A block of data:

** Begin **

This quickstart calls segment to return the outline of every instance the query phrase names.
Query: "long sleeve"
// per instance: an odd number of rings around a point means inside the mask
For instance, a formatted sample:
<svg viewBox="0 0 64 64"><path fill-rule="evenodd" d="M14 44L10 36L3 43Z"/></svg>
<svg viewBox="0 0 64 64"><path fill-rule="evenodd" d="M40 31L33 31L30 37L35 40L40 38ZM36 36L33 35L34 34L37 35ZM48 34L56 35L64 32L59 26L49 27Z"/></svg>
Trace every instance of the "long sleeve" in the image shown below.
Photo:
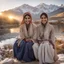
<svg viewBox="0 0 64 64"><path fill-rule="evenodd" d="M22 29L22 26L20 26L20 39L23 40L25 37L24 37L24 33L23 33L23 29Z"/></svg>
<svg viewBox="0 0 64 64"><path fill-rule="evenodd" d="M36 43L36 39L37 39L37 26L34 26L34 35L33 35L33 42Z"/></svg>
<svg viewBox="0 0 64 64"><path fill-rule="evenodd" d="M55 31L54 31L54 27L52 26L51 29L51 37L50 37L51 41L53 44L55 44Z"/></svg>

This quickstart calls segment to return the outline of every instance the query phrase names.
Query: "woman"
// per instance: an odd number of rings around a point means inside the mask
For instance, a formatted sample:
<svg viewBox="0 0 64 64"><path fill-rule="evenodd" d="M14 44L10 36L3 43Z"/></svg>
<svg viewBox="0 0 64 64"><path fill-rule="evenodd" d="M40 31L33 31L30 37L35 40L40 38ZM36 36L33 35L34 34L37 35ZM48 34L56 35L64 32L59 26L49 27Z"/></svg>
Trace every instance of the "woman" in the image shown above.
<svg viewBox="0 0 64 64"><path fill-rule="evenodd" d="M20 39L14 44L14 57L23 62L35 60L32 46L36 38L36 26L29 12L24 13L20 26Z"/></svg>
<svg viewBox="0 0 64 64"><path fill-rule="evenodd" d="M55 52L54 28L48 23L46 13L42 13L40 19L41 23L37 27L38 43L33 45L34 54L39 59L39 64L52 64L58 59Z"/></svg>

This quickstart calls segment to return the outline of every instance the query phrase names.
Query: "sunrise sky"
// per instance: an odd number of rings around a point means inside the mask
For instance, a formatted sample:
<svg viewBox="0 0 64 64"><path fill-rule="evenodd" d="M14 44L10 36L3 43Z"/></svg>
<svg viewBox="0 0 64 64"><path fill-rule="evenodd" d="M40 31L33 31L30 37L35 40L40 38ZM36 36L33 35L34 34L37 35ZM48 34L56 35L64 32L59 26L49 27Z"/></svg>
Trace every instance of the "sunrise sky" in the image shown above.
<svg viewBox="0 0 64 64"><path fill-rule="evenodd" d="M64 0L0 0L0 12L21 6L22 4L37 6L40 3L60 6L61 4L64 4Z"/></svg>

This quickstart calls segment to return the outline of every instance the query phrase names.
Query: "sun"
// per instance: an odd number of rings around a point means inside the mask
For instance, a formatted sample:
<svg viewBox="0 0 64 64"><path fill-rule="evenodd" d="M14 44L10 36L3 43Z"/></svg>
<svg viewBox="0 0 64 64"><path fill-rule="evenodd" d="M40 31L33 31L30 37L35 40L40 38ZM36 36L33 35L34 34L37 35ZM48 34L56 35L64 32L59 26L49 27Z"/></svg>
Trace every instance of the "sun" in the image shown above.
<svg viewBox="0 0 64 64"><path fill-rule="evenodd" d="M10 20L13 20L13 19L14 19L14 17L13 17L13 16L8 16L8 18L9 18Z"/></svg>

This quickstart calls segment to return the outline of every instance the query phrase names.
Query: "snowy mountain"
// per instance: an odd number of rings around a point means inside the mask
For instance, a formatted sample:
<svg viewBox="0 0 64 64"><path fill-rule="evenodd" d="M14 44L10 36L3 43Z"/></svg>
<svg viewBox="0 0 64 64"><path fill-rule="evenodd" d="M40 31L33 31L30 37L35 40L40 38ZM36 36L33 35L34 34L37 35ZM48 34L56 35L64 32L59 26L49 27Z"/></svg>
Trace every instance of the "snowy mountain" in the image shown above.
<svg viewBox="0 0 64 64"><path fill-rule="evenodd" d="M50 12L53 12L53 11L59 9L59 8L60 8L60 6L52 5L52 4L47 5L47 4L44 4L44 3L39 4L39 5L35 6L35 7L30 6L28 4L23 4L23 5L19 6L19 7L11 9L11 11L14 11L14 12L17 12L17 13L20 13L20 14L21 14L21 12L23 12L23 13L24 12L30 12L32 14L39 14L41 12L50 13Z"/></svg>
<svg viewBox="0 0 64 64"><path fill-rule="evenodd" d="M57 6L57 5L48 5L45 3L41 3L35 7L30 6L28 4L23 4L19 7L16 7L14 9L10 9L8 11L4 11L3 13L7 14L12 14L12 15L17 15L17 16L21 16L23 13L25 12L30 12L32 14L32 17L34 20L39 19L39 16L42 12L46 12L49 16L54 15L55 13L59 14L61 11L64 12L64 7L62 8L61 6Z"/></svg>

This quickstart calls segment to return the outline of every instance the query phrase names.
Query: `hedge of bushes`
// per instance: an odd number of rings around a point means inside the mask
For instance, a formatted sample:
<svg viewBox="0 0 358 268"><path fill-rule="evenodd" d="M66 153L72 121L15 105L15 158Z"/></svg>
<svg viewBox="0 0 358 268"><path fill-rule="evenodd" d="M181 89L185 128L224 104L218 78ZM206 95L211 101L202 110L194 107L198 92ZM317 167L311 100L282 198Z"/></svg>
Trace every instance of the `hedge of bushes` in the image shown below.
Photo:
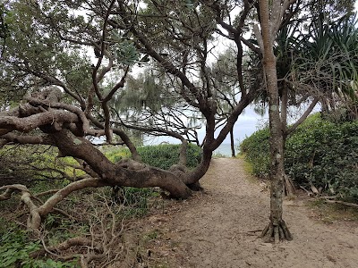
<svg viewBox="0 0 358 268"><path fill-rule="evenodd" d="M138 147L138 153L143 163L160 169L167 170L173 164L179 162L181 145L163 144L157 146L145 146ZM127 148L112 149L106 153L113 162L118 162L123 158L130 157ZM187 167L195 168L201 161L201 148L193 144L188 145Z"/></svg>
<svg viewBox="0 0 358 268"><path fill-rule="evenodd" d="M240 145L255 175L269 172L268 130L256 131ZM358 203L358 121L335 123L319 113L309 117L286 142L286 173L296 184Z"/></svg>

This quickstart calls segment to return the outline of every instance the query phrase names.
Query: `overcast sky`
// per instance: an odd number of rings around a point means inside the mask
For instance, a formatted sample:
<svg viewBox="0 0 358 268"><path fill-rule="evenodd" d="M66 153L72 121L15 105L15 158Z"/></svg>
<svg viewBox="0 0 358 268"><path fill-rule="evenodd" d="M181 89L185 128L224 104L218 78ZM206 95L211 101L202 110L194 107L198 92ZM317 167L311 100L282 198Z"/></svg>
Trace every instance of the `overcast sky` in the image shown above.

** End **

Copy out every item above word for word, leaving the pictures out of your answer.

The response >>
This quickstart calls segment to return the outline of every instance the query phrase names.
Query: "long sleeve"
// per instance: an odd number of rings around a point means inside the mask
For instance, a formatted sample:
<svg viewBox="0 0 64 64"><path fill-rule="evenodd" d="M14 44L10 36L3 43Z"/></svg>
<svg viewBox="0 0 64 64"><path fill-rule="evenodd" d="M40 31L33 31L30 37L35 40L40 38ZM36 36L33 35L34 34L37 35ZM48 34L56 35L64 32L59 26L49 27Z"/></svg>
Trace every instance of the "long sleeve" in the image shown below.
Photo:
<svg viewBox="0 0 64 64"><path fill-rule="evenodd" d="M22 29L22 26L20 26L20 39L23 40L25 37L24 37L24 33L23 33L23 29Z"/></svg>
<svg viewBox="0 0 64 64"><path fill-rule="evenodd" d="M36 43L36 39L37 39L37 26L34 26L34 35L33 35L33 42Z"/></svg>
<svg viewBox="0 0 64 64"><path fill-rule="evenodd" d="M55 31L54 31L54 27L52 26L51 29L51 37L50 37L51 41L53 44L55 44Z"/></svg>

This quickstart calls segment to return the outline of every instance the query phrase names.
Query: "woman"
// per instance: an odd number of rings around a point means inside the mask
For instance, a formatted sample:
<svg viewBox="0 0 64 64"><path fill-rule="evenodd" d="M14 44L10 36L3 43Z"/></svg>
<svg viewBox="0 0 64 64"><path fill-rule="evenodd" d="M40 31L33 31L30 37L35 40L40 38ZM36 36L33 35L34 34L37 35ZM48 34L56 35L64 32L59 26L49 27Z"/></svg>
Trace every instance of the "woman" in the image shown above.
<svg viewBox="0 0 64 64"><path fill-rule="evenodd" d="M20 39L14 44L14 57L23 62L35 60L32 46L36 38L36 26L29 12L24 13L20 26Z"/></svg>
<svg viewBox="0 0 64 64"><path fill-rule="evenodd" d="M55 52L54 28L48 23L46 13L42 13L40 19L41 23L37 27L38 43L33 45L34 54L39 59L39 64L52 64L58 59Z"/></svg>

This quickstart calls segment to return the outline of every instance the query phrase names.
Query: "sunrise sky"
// per instance: an odd number of rings around a point means inside the mask
For instance, a formatted sample:
<svg viewBox="0 0 64 64"><path fill-rule="evenodd" d="M14 44L10 36L3 43Z"/></svg>
<svg viewBox="0 0 64 64"><path fill-rule="evenodd" d="M40 31L33 31L30 37L35 40L40 38ZM36 36L33 35L34 34L37 35ZM48 34L56 35L64 32L59 26L49 27Z"/></svg>
Trace every instance of the "sunrise sky" in the image shown above.
<svg viewBox="0 0 64 64"><path fill-rule="evenodd" d="M64 0L0 0L0 12L21 6L22 4L37 6L40 3L60 6L61 4L64 4Z"/></svg>

This quickstart calls segment to return the outline of every instance the query phrase names.
Query: "sun"
// per instance: an odd number of rings around a point means inside the mask
For instance, a formatted sample:
<svg viewBox="0 0 64 64"><path fill-rule="evenodd" d="M14 44L10 36L3 43Z"/></svg>
<svg viewBox="0 0 64 64"><path fill-rule="evenodd" d="M40 31L33 31L30 37L35 40L40 38ZM36 36L33 35L34 34L37 35ZM48 34L56 35L64 32L59 26L49 27Z"/></svg>
Trace every instance of the "sun" in the image shown above.
<svg viewBox="0 0 64 64"><path fill-rule="evenodd" d="M10 20L13 20L13 19L14 19L14 17L13 17L13 16L8 16L8 18L9 18Z"/></svg>

This quickstart calls segment to return the outline of every instance the query phrase names.
Query: "snowy mountain"
// per instance: an odd number of rings around a point means inside the mask
For instance, a formatted sample:
<svg viewBox="0 0 64 64"><path fill-rule="evenodd" d="M14 44L10 36L3 43Z"/></svg>
<svg viewBox="0 0 64 64"><path fill-rule="evenodd" d="M40 31L33 31L30 37L35 40L40 38ZM36 36L33 35L34 34L37 35ZM48 34L56 35L64 32L59 26L49 27Z"/></svg>
Trace every instance of the "snowy mountain" in the image shown above.
<svg viewBox="0 0 64 64"><path fill-rule="evenodd" d="M50 12L53 12L53 11L59 9L59 8L60 8L60 6L52 5L52 4L47 5L47 4L44 4L44 3L39 4L39 5L35 6L35 7L30 6L28 4L23 4L23 5L19 6L19 7L11 9L11 11L14 11L14 12L17 12L17 13L20 13L20 14L21 14L21 12L23 12L23 13L24 12L30 12L32 14L39 14L41 12L50 13Z"/></svg>
<svg viewBox="0 0 64 64"><path fill-rule="evenodd" d="M57 6L57 5L48 5L45 3L41 3L35 7L30 6L28 4L23 4L19 7L16 7L14 9L10 9L8 11L4 11L3 13L7 14L12 14L12 15L17 15L17 16L21 16L23 13L25 12L30 12L32 14L32 17L34 20L39 19L39 16L42 12L46 12L49 16L54 15L55 13L59 14L61 11L64 12L64 7L62 8L61 6Z"/></svg>

This quickstart calls segment to return the outline of every instance the query phrase names.
Query: `hedge of bushes`
// per instance: an odd number of rings around a point means inside the mask
For instance, a formatted sample:
<svg viewBox="0 0 358 268"><path fill-rule="evenodd" d="M66 153L72 121L15 105L15 158Z"/></svg>
<svg viewBox="0 0 358 268"><path fill-rule="evenodd" d="M181 89L185 128L224 104L218 78ZM206 95L211 101L202 110L194 107L198 92ZM317 167L311 100L282 198Z"/></svg>
Trace every instance of the `hedge of bushes` in the image shown below.
Photo:
<svg viewBox="0 0 358 268"><path fill-rule="evenodd" d="M138 147L138 153L143 163L160 169L167 170L173 164L179 162L181 145L163 144L157 146L145 146ZM127 148L112 149L106 153L113 162L118 162L123 158L130 157ZM187 167L195 168L201 161L201 148L193 144L188 145Z"/></svg>
<svg viewBox="0 0 358 268"><path fill-rule="evenodd" d="M240 145L255 175L269 172L268 130L256 131ZM358 203L358 121L335 123L319 113L309 117L286 142L286 173L296 184Z"/></svg>

This quickstart calls segment to return the outline of every instance the query phrase names.
Query: `overcast sky`
// per instance: an odd number of rings around a point means inside the mask
For instance, a formatted sample:
<svg viewBox="0 0 358 268"><path fill-rule="evenodd" d="M66 153L72 121L15 105L15 158Z"/></svg>
<svg viewBox="0 0 358 268"><path fill-rule="evenodd" d="M181 89L185 128L224 104L218 78ZM206 95L211 101L202 110L194 107L198 92ZM317 167L311 100L282 198Z"/></svg>
Trace every instance of the `overcast sky` in the image shown above.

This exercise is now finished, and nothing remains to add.